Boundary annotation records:
# # # # #

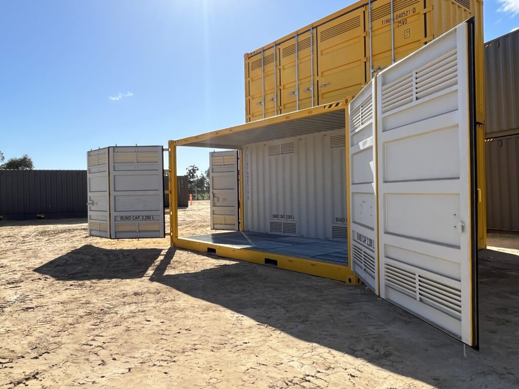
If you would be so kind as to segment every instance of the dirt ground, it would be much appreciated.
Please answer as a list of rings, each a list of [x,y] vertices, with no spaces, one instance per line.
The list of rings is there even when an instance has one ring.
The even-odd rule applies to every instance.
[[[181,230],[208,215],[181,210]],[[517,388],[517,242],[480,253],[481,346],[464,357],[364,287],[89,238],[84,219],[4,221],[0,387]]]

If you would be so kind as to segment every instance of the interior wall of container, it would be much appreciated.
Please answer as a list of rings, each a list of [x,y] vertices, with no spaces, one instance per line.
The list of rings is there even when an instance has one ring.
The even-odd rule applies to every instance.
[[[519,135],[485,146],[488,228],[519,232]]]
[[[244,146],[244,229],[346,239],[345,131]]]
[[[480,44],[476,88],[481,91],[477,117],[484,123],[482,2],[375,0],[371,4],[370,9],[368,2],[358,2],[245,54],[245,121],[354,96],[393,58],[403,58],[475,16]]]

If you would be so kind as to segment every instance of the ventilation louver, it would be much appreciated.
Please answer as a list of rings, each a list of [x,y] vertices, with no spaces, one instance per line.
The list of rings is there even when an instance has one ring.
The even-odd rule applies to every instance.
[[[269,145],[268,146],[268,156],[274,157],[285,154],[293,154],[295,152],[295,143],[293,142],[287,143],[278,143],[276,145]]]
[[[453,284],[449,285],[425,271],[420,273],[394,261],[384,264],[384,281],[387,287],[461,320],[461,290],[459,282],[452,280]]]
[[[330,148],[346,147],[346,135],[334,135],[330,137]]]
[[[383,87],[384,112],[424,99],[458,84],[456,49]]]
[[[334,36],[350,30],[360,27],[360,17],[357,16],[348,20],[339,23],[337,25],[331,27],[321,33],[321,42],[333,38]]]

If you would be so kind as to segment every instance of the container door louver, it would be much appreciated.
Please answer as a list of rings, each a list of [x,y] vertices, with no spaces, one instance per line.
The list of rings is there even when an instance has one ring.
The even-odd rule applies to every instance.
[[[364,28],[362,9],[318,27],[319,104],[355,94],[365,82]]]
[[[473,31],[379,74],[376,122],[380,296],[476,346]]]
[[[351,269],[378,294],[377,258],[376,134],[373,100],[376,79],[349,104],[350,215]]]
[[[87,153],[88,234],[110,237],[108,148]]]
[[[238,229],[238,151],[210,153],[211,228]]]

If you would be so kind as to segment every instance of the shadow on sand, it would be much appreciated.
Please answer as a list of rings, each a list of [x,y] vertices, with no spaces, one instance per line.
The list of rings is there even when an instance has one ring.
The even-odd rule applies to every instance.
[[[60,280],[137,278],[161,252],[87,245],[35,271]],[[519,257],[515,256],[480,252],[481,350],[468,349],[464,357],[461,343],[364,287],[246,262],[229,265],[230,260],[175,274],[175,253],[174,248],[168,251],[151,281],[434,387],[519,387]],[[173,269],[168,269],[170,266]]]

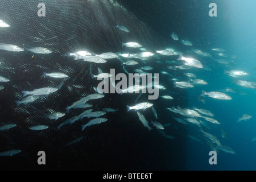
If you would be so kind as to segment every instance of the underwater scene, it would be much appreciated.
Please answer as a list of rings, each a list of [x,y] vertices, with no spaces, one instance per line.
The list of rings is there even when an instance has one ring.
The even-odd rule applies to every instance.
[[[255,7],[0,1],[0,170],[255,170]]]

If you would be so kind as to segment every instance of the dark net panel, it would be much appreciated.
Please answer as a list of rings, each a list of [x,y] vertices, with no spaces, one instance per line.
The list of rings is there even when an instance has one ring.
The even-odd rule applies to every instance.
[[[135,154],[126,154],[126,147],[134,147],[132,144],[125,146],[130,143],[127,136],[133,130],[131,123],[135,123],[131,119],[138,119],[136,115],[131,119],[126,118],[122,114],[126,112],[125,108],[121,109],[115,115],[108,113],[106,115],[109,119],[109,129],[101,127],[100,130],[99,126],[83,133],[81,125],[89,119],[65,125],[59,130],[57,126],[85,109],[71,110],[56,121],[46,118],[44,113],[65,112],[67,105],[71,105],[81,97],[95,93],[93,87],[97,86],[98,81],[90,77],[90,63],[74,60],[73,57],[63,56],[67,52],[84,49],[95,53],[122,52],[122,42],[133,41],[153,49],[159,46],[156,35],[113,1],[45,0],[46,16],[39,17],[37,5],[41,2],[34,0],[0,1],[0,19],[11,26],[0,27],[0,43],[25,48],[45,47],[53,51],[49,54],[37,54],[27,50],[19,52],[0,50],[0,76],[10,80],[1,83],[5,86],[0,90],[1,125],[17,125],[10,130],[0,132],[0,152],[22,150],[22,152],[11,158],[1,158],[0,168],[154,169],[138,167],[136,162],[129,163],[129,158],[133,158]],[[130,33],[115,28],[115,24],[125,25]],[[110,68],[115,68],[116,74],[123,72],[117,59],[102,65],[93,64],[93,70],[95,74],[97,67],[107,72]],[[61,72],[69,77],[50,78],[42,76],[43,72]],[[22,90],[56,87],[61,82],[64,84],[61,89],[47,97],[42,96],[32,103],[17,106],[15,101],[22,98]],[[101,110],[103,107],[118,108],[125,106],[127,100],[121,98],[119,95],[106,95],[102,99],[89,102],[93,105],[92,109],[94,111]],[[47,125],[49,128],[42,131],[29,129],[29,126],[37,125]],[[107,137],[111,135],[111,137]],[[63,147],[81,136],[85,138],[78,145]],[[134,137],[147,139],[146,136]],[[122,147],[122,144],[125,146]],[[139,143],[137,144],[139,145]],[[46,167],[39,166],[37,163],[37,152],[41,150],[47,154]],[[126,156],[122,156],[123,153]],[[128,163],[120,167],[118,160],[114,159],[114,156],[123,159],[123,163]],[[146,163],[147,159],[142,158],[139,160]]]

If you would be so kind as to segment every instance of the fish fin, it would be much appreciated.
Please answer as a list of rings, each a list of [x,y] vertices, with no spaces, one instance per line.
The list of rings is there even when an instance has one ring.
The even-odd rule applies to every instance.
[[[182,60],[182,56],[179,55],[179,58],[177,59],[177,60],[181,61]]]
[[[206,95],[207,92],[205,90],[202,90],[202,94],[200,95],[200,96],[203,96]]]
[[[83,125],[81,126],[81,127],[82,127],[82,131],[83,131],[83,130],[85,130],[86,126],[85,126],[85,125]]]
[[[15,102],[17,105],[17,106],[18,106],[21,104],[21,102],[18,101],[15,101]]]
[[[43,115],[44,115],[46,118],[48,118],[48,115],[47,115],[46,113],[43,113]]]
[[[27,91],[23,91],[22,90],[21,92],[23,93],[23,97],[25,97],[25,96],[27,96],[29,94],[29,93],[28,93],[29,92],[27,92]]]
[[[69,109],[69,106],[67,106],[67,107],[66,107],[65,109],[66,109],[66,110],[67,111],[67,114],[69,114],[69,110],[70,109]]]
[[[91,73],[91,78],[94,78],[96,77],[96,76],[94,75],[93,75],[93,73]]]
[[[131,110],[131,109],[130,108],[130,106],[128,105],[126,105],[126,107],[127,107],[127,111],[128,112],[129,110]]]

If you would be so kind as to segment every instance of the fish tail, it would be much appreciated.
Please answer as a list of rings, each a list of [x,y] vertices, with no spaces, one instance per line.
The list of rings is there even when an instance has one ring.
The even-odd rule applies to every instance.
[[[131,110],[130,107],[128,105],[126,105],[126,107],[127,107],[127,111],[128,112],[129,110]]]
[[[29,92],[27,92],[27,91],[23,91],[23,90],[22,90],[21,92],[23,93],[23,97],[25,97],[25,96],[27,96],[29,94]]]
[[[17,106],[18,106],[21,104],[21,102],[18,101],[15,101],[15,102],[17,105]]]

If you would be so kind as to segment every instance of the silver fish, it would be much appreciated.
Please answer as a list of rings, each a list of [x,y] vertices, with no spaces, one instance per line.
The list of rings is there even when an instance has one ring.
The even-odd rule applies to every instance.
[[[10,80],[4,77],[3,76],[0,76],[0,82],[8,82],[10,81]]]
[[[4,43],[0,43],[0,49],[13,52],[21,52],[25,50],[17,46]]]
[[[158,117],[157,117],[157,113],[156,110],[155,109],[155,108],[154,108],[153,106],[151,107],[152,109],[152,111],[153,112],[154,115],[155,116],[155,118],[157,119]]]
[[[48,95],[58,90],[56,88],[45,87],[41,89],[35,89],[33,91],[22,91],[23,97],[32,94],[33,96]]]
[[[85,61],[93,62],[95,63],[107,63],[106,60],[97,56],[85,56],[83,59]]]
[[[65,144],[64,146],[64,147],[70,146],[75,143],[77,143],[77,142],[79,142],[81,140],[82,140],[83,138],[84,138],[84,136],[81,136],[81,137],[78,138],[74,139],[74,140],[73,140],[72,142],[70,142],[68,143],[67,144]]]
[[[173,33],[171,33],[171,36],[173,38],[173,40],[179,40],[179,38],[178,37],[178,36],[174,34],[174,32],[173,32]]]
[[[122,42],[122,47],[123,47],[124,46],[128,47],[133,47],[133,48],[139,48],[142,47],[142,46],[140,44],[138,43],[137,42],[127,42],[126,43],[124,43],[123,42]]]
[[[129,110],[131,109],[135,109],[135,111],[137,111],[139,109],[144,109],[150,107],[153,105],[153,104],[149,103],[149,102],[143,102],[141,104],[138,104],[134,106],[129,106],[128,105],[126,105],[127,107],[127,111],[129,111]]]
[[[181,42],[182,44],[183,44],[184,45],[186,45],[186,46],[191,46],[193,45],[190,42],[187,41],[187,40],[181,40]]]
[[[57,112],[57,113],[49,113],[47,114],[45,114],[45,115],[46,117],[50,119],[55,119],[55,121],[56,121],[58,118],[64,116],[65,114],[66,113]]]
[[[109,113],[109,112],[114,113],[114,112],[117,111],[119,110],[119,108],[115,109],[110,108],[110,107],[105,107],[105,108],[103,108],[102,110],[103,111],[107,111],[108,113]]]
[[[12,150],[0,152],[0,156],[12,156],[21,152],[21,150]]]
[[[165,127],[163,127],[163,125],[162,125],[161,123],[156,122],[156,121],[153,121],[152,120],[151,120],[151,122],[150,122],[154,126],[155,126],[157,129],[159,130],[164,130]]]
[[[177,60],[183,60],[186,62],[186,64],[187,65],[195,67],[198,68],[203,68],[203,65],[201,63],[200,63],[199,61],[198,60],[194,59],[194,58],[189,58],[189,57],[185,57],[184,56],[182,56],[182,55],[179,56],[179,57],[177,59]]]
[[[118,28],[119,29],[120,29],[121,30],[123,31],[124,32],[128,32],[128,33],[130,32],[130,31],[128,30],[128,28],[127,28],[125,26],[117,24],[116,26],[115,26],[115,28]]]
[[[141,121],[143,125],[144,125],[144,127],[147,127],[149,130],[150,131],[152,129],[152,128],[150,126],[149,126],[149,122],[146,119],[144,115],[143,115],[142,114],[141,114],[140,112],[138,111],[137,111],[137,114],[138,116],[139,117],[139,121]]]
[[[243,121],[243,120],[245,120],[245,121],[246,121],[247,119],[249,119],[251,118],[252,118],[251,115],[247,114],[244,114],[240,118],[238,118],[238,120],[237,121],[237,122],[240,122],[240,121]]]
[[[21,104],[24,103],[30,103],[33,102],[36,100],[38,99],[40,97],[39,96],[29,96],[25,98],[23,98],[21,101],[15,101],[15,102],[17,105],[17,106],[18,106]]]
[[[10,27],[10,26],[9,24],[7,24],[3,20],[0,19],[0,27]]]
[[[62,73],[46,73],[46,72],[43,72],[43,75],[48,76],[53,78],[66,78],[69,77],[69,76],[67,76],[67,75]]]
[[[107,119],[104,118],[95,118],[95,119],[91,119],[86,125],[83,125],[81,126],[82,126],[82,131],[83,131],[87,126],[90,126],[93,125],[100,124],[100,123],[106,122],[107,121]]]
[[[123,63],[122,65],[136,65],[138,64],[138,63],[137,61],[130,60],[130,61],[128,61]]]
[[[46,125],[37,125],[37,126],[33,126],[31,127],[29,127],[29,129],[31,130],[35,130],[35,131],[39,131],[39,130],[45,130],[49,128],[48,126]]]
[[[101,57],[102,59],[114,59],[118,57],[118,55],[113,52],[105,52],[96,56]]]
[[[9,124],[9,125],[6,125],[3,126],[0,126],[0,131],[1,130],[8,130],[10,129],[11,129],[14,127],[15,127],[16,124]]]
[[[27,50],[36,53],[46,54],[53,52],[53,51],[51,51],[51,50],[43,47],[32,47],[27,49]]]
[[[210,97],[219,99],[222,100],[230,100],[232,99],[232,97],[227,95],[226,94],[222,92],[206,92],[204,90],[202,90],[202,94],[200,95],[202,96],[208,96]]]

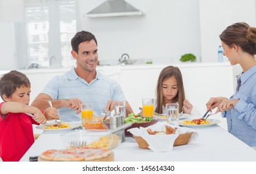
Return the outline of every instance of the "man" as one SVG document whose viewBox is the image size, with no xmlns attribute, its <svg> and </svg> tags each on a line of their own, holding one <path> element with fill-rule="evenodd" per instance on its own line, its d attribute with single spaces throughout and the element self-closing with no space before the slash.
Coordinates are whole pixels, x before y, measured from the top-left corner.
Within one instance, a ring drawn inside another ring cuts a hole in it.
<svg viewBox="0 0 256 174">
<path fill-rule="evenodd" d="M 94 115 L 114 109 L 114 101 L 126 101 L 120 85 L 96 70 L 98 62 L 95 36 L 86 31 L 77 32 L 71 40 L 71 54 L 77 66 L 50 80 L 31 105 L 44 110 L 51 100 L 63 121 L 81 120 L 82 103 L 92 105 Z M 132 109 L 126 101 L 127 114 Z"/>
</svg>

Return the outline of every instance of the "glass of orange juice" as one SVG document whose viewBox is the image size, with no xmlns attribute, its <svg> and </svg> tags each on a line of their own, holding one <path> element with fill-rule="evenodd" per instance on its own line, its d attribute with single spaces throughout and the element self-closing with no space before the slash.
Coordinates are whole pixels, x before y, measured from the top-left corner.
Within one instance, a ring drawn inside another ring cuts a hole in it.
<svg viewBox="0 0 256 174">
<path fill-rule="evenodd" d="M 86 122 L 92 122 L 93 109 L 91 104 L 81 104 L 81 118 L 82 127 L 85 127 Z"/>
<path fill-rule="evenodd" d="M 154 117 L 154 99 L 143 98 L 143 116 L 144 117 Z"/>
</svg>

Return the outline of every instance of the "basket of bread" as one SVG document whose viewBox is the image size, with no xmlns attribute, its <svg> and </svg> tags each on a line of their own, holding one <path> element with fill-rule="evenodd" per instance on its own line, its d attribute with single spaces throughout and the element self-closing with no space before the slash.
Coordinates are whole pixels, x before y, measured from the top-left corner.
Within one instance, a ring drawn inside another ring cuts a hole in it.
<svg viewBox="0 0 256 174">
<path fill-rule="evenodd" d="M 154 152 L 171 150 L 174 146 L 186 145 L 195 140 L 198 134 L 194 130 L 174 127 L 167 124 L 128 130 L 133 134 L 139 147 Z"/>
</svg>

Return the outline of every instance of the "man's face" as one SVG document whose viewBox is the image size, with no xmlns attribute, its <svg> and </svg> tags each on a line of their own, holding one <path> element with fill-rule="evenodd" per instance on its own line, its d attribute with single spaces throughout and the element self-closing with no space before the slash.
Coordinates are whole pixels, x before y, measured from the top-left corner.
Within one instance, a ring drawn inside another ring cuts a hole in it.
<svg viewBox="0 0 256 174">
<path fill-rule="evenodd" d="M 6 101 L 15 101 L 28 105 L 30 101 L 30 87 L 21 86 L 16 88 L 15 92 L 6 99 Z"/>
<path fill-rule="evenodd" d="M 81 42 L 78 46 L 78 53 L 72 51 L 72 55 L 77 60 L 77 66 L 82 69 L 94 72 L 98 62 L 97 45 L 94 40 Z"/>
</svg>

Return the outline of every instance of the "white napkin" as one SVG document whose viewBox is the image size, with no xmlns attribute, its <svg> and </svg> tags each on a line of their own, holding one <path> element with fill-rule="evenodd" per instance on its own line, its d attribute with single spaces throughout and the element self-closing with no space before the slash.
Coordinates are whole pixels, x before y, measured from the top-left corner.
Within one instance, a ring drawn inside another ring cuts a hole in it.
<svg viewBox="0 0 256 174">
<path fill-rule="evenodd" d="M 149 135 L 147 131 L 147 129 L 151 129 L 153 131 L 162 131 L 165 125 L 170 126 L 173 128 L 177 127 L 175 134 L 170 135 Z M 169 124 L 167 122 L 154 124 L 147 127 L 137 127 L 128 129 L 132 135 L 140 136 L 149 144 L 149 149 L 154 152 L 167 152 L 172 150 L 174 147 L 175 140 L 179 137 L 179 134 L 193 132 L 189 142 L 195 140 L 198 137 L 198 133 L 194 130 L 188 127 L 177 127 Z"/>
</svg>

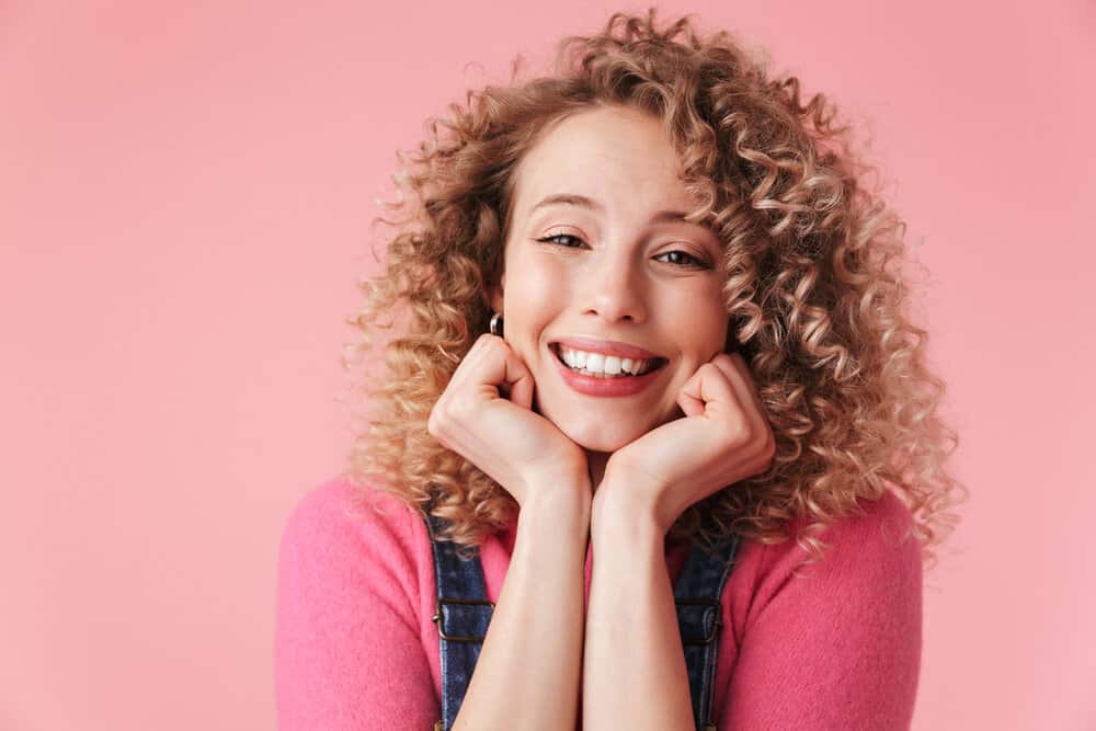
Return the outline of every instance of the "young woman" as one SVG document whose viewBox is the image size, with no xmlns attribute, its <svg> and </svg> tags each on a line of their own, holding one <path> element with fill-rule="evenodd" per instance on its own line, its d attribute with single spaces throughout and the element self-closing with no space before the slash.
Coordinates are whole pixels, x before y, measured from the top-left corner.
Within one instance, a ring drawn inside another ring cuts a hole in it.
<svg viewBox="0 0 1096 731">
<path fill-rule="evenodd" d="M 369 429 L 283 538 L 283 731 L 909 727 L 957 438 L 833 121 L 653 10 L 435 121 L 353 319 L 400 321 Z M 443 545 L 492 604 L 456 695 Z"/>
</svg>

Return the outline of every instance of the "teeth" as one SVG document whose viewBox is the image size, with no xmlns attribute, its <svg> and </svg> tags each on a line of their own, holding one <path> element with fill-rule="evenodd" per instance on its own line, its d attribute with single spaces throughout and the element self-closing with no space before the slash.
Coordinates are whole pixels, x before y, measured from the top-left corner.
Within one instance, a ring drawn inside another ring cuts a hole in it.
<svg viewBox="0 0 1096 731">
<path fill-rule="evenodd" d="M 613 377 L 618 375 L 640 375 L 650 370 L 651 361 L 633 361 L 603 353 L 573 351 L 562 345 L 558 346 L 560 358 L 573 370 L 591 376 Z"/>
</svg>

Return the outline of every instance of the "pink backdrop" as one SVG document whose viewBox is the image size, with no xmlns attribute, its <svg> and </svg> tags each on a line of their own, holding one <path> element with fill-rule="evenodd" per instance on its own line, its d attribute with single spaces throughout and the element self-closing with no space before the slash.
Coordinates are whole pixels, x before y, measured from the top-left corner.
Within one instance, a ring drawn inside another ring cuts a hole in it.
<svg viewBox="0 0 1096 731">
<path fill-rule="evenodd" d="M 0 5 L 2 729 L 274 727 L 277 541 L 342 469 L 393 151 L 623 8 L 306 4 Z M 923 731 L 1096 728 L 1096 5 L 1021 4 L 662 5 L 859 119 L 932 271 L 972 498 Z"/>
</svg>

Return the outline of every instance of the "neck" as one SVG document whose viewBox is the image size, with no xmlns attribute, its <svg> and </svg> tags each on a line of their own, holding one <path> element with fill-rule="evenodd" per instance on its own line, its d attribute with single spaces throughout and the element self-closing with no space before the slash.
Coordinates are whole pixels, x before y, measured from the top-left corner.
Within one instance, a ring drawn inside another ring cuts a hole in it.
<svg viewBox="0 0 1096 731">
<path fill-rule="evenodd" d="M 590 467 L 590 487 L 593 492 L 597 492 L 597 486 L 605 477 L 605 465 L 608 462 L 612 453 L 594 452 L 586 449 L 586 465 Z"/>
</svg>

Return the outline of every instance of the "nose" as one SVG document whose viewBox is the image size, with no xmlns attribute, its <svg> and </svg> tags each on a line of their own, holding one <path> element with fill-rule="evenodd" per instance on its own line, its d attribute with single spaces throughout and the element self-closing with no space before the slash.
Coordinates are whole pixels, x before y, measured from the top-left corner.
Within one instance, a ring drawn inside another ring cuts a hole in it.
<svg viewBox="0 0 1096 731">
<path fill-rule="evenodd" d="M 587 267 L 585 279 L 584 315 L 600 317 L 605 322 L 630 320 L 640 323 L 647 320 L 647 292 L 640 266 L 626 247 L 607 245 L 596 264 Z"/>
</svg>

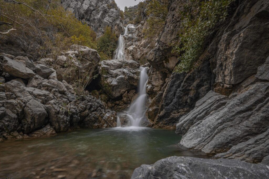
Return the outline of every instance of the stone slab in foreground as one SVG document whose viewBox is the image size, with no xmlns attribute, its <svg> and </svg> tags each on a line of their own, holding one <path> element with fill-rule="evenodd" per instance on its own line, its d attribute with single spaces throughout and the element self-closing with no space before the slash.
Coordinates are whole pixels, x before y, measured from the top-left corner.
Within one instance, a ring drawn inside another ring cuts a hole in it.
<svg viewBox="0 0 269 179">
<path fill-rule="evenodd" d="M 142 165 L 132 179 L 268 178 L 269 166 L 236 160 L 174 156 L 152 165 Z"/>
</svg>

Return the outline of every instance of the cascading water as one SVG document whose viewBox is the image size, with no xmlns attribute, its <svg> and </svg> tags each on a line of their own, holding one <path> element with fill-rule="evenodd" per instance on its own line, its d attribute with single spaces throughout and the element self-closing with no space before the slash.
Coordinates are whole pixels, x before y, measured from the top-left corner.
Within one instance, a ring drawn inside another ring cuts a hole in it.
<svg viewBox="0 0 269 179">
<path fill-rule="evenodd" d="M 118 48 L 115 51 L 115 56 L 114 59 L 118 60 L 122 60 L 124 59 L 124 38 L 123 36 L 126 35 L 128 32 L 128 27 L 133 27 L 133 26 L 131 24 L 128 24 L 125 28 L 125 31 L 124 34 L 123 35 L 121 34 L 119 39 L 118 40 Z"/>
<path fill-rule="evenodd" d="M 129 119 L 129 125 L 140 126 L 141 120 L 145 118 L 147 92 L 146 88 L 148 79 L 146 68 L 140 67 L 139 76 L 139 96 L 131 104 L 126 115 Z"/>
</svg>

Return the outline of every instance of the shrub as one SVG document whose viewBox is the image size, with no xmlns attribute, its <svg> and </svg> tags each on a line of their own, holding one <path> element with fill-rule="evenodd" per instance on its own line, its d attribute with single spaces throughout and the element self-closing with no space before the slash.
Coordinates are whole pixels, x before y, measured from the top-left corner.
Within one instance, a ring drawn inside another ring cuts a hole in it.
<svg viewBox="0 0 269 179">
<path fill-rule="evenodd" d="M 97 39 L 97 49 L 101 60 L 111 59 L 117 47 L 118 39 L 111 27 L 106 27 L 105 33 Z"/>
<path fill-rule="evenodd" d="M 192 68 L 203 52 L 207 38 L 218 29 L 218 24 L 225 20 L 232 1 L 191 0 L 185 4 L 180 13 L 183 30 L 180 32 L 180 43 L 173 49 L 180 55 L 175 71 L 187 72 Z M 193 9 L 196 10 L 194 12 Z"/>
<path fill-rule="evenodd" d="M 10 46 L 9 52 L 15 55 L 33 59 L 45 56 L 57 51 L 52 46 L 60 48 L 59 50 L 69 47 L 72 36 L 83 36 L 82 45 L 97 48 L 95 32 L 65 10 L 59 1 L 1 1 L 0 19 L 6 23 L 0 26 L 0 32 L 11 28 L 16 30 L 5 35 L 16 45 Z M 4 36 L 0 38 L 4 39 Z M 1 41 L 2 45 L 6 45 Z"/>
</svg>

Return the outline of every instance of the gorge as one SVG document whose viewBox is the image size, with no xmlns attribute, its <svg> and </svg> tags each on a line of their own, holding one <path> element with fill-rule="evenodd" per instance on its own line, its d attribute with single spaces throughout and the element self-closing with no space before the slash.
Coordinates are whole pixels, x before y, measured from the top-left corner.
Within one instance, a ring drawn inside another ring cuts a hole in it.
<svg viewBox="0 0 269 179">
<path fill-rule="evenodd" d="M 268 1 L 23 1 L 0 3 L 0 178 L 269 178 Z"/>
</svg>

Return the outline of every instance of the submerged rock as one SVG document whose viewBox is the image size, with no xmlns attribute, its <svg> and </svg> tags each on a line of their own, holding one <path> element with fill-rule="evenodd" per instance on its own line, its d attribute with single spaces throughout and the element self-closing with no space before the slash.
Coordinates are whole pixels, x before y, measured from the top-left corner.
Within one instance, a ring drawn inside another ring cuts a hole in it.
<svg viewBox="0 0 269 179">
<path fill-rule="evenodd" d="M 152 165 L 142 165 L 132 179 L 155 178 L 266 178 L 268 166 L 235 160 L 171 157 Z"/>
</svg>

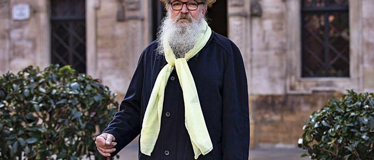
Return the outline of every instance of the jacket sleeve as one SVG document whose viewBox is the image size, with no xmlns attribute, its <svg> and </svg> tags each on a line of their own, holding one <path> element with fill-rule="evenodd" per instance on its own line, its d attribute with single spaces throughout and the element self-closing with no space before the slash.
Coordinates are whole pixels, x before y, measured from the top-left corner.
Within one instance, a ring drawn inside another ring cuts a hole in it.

# # # # #

Work to do: Copy the records from the line with "door louver, it would be much appreciated." up to and including the line with "[[[255,7],[0,1],[0,170],[255,170]]]", replacing "shadow on sand" with "shadow on the sand" and keeping everything else the same. Leave the pictures out.

Final result:
If you would be so kind as to segment every instance of the container door louver, it would be much appreciated.
Please answer as a list of rings, each a list of [x,y] vertices, with no spaces, one instance per line.
The list of rings is there even when an instance has one ring.
The even-odd rule applies to every instance.
[[[364,28],[362,9],[318,27],[319,104],[355,94],[365,82]]]
[[[473,31],[379,74],[376,122],[380,296],[476,346]]]
[[[351,269],[378,294],[377,258],[376,134],[373,100],[376,79],[349,104],[350,215]]]
[[[87,153],[88,234],[110,237],[108,148]]]
[[[238,229],[238,151],[210,153],[211,228]]]

If you would be so kind as to segment every instance of the shadow on the sand, it would be much appreciated.
Please answer as a list of rings, each a list of [x,y] vertices, with no spaces, one instance per line.
The list of rings is there even when an instance has one ring.
The even-odd rule applies to every instance.
[[[60,280],[137,278],[161,252],[87,245],[35,271]],[[519,257],[515,256],[480,252],[481,350],[468,349],[464,357],[461,343],[364,287],[246,262],[229,265],[230,260],[175,274],[175,253],[174,248],[168,251],[151,281],[434,387],[519,387]],[[173,269],[168,269],[170,266]]]

If you would be so kind as to segment every instance of the underwater scene, it would be much appreciated.
Please answer as a list of rings, each a list of [x,y] vertices, with no spaces, one instance per line.
The list of rings is there even when an instance has one ring.
The even-odd rule applies to every instance.
[[[255,7],[0,1],[0,170],[255,170]]]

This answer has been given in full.